(Records from a point labeling set)
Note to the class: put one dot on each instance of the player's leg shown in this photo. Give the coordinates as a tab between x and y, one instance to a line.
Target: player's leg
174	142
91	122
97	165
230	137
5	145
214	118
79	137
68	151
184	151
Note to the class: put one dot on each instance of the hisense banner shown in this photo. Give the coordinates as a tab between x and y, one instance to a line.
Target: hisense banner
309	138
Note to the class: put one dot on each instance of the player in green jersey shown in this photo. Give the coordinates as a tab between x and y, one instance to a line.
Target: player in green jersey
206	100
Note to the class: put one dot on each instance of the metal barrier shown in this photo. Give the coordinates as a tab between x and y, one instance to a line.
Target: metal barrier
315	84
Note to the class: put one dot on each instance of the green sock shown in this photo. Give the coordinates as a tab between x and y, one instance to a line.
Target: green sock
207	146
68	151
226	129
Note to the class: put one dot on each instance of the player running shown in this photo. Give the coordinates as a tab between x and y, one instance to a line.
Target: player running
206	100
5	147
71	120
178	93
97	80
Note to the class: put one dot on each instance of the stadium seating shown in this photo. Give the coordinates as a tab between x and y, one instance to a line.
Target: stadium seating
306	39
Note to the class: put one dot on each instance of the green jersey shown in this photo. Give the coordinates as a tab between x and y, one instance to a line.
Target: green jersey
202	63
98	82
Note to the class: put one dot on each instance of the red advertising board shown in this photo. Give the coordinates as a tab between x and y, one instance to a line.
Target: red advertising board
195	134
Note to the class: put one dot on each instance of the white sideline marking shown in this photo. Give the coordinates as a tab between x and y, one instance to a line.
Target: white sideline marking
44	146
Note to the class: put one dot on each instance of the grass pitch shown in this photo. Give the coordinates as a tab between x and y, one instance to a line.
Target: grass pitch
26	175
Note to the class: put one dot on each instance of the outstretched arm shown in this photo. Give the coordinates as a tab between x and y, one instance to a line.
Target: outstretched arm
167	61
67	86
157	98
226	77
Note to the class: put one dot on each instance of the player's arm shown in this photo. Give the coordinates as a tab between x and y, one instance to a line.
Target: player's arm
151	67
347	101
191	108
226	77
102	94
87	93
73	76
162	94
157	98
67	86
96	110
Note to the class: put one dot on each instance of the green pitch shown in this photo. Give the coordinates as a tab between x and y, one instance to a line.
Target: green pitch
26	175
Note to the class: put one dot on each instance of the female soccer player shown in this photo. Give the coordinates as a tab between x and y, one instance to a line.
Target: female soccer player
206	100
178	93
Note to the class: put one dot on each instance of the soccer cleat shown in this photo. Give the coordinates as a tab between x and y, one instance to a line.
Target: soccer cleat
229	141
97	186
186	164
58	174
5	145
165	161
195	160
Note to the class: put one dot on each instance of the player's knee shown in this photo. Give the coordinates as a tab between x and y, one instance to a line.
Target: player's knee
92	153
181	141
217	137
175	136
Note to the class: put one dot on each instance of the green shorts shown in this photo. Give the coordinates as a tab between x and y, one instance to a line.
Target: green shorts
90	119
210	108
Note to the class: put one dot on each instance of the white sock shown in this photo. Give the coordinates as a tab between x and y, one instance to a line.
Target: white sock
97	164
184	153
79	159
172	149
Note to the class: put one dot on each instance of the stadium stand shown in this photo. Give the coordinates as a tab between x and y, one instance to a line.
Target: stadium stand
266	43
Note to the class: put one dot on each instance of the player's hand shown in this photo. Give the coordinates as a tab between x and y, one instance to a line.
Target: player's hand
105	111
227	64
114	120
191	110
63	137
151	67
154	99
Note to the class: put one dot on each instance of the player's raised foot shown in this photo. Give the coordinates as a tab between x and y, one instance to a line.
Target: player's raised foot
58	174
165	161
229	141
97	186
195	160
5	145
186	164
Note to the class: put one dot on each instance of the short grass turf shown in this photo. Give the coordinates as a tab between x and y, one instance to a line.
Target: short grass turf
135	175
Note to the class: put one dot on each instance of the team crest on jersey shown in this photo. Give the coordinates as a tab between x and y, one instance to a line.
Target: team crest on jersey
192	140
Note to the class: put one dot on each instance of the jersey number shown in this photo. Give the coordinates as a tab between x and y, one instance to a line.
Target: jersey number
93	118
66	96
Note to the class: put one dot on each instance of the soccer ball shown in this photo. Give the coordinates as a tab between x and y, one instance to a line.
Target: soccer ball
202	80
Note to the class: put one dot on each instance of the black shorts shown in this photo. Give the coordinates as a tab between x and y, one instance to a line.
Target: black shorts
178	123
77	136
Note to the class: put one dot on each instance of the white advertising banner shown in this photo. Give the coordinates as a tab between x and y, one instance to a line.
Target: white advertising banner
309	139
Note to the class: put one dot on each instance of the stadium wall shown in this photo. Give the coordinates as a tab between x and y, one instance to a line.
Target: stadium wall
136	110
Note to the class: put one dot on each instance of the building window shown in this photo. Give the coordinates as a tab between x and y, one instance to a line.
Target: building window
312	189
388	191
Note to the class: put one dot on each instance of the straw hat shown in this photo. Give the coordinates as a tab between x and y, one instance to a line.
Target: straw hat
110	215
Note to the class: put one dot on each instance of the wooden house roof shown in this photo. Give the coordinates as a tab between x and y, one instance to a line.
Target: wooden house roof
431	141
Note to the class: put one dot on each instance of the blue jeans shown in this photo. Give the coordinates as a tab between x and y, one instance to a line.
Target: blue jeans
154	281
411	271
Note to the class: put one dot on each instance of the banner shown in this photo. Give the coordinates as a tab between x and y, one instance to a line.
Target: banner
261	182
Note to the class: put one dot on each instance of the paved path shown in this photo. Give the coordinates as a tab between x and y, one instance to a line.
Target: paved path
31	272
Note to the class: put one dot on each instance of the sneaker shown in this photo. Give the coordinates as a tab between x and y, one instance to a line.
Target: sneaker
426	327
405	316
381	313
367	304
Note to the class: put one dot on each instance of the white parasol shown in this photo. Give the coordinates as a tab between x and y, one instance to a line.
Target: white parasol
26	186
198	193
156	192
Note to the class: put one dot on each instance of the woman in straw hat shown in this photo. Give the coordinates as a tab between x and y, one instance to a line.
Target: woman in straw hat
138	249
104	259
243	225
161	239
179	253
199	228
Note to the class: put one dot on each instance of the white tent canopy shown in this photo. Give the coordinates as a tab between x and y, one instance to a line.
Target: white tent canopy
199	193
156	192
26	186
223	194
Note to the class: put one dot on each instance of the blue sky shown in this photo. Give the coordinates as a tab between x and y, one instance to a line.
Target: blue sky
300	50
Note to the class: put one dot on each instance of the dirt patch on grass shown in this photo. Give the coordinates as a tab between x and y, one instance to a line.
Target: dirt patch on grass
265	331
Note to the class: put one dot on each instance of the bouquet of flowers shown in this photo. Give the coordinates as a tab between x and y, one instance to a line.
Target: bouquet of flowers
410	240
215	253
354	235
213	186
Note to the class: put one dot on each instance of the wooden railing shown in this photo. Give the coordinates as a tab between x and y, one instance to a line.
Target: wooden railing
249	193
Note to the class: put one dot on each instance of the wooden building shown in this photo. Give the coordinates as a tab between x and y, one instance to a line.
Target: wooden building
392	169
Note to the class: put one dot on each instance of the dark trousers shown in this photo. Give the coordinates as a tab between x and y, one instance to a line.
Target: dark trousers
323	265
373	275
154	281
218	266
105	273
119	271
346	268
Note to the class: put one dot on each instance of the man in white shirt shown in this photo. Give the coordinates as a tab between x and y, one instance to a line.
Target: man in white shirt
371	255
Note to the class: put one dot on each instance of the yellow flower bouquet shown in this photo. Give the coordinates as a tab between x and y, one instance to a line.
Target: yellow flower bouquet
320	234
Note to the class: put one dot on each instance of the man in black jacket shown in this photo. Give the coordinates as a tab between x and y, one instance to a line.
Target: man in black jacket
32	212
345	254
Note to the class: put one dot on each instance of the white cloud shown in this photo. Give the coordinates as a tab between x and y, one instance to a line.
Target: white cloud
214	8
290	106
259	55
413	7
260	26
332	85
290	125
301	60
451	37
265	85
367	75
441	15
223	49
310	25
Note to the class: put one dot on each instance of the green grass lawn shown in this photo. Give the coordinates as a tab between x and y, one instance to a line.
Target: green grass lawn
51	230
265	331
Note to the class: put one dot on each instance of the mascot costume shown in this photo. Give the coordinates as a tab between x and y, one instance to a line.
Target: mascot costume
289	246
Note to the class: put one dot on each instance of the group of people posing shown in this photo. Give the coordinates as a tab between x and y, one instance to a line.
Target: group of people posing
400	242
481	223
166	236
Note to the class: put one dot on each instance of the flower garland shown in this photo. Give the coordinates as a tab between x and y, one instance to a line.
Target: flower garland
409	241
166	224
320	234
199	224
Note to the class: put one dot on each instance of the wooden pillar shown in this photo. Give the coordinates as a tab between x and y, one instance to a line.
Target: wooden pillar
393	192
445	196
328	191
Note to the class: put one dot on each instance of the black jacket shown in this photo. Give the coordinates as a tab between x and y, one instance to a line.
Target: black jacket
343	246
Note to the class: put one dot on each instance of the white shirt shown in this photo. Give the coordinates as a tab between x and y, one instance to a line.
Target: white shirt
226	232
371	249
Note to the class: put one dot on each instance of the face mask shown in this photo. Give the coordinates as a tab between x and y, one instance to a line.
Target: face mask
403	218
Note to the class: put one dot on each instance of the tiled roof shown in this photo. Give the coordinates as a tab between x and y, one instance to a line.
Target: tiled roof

What you should do ▸ Give back exactly the lines from the one containing "the wooden pillar" to the end of the material, both ends included.

Problem solution ▸
Note to the class: put one dot on each instance of the wooden pillar shown in this photo. Give the coordinates as a tab between x and y, one instance to a line.
Target: wooden pillar
393	192
445	196
328	191
Note to the class: put one dot on each instance of the black jacket shown in this photo. Give the coordinates as a tab between x and y, one instance to a line.
Target: black jacket
343	246
Note to the class: put one dot on each instance of the white shirt shown in this photo. Give the coordinates as a tab between x and y, one instance to a line.
Target: white shirt
226	232
371	249
Note to the class: put one dot on each instance of the face mask shown in this photo. Give the coordinates as a tab between x and y, one instance to a line.
Target: face mask
403	218
Note to the class: put one dot on each instance of the tiled roof shown in this photo. Give the coordinates as a tab between x and y, one instance to a line.
Target: tiled roof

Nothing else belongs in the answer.